▶ **SUPPLIED TEXT**:
════════════════════

RE: Nokia jumps from one burning platform to another with Windows Phone 7
In fact, switching to another OS--without fixing the management issues--will only pour gasoline on their current platform and the new platform.
RE: Nokia jumps from one burning platform to another with Windows Phone 7
Yep picking a fragmented phone OS based on that open source darling of the 1990s would be better than a sophisticated, elegant and more importantly, researched and designed OS like WP7.
I suggest you print out this blog and posts and put it up on the wall, so that in a year or two when Nokia offers everyone a smartphone (not just geeks or fasholes) you can be reminded that wishing for something doesn't make it so.
RE: Nokia jumps from one burning platform to another with Windows Phone 7
And why should we care what a Creationist has to say on the matter?
RE: Nokia jumps from one burning platform to another with Windows Phone 7
Android fans aren't even noticing. Nokia never produced an Android phone, never even made a phone that could be a good Android phone. for smart phones, Nokia is a non-entity. This is really just an admission that their smart phone operating system is a failure. Steven is right about the chances for success. It will be last years features against next years features. OUCH!!!
But, Steven is also wrong. This won't really hurt Nokia. They make their money on dumb phones. That will continue to be their bread and butter. What this really means is that Apple won't have to worry about Nokia.

════════════════════

▶ **SET OF TASKS**:
(1) In the Nokia comment thread, list every adjective that describes WP7 in the comment that compares it to "that open source darling of the 1990s."
(2) Continue the Nokia comment thread past its last sentence.

▶ **SUPPLIED MATERIAL**:
════════════════════

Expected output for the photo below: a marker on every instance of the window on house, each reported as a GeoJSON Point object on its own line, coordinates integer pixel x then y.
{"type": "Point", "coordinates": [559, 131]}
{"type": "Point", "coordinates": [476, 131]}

════════════════════

▶ **ANSWERS**:
(1) sophisticated, elegant, researched, designed

(2)
It also means that Microsoft has purchased a sales number for it's Win7 Phone line. Oh well, it's not like this is the first time. Or even the second.
A rather biased opinion
If things stay the way they are for WP7 over next 18-24 months then i'll be with you but right now saying its a burning platform is just a very shortsighted view.
At least that's what i'm taking away from this article.
RE: Nokia jumps from one burning platform to another with Windows Phone 7
Exactly right. Steven is nothing more than a Microsoft hating idiot. Why? Because he's in love with open source. Nobody should take anything he says about Microsoft seriously.
RE: Nokia jumps from one burning platform to another with Windows Phone 7
Discounting any player as out for the count before they actually put up the shutters is a foolish act of those too blinkered for their own good.
Alas, as pointed out, one can expect little in the way of thoughtful, objective, balanced journalism from such an extremist blogger.
RE: Nokia jumps from one burning platform to another with Windows Phone 7
RE: Nokia jumps from one burning platform to another with Windows Phone 7
Agreed. Most blogger here are narrow-minded
Ten years ago, zdnet was really good for technology oriented insight. Now is like cnet- more consumer products centered-but with biased view.
Yep, and Zune is about to take off
RE: Nokia jumps from one burning platform to another with Windows Phone 7
If this was the usual Linux castles in the air, we could debate angels on the head of a pin all night. However, I have a WP7 phone and it's not a fashion accessory. Android is a mess both in fragmentation, updates and the same tired UI as the iPhone and iPad. WP7 is currently the best phone OS on the market, the easiest to use and also has the best development system.
In the end, Nokia chose a professional software development company over an advertising company and a marketing one and that will make all the difference.
RE: Nokia jumps from one burning platform to another with Windows Phone 7
You are fooling yourself. I have an Android phone, and there is no noticable fragmentation. I think you have eaten too many questionable mushrooms.
Steven's point is that Nokia will have windows phone 7 out late, just before next year starts. Microsoft will not have updated WinPhone 7 by then, while both Apple and Android will have. It's really about too little too late.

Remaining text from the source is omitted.